What is expected: Rewrite each line of the data below as a row in a Markdown table with the columns "Row" and "Line", skipping blank lines and leaving out the pictures.

=====

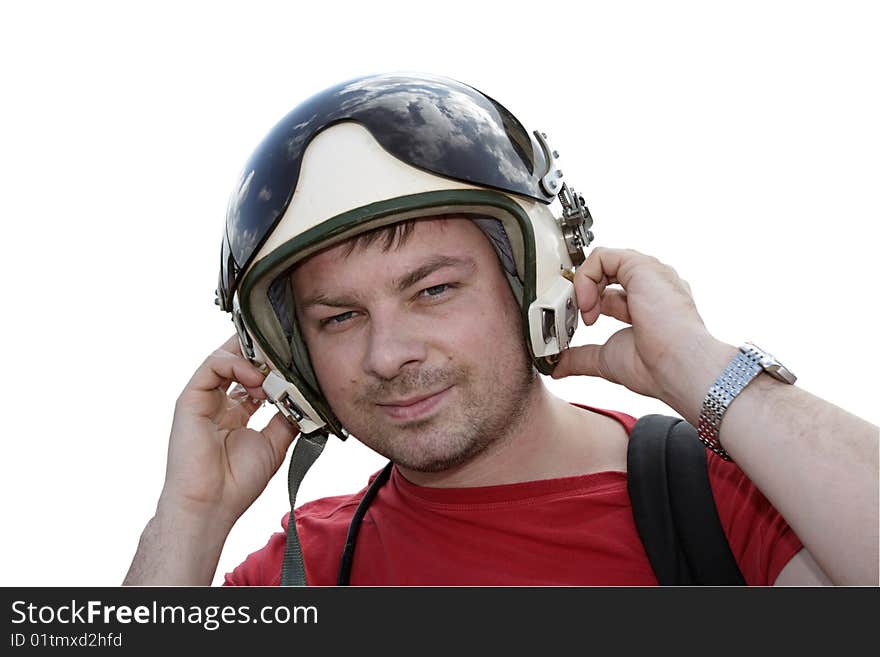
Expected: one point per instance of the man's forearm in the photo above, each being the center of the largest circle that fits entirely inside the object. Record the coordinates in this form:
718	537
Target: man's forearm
175	551
815	462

=====

Full output:
| Row | Line |
|---|---|
| 1 | Expected: one point per instance of the man's forearm in the photo above, each being the center of the largest circle that fits entirely inside the object. Record the coordinates in this form: |
| 2 | 718	537 |
| 3 | Target: man's forearm |
| 4 | 175	551 |
| 5 | 815	462 |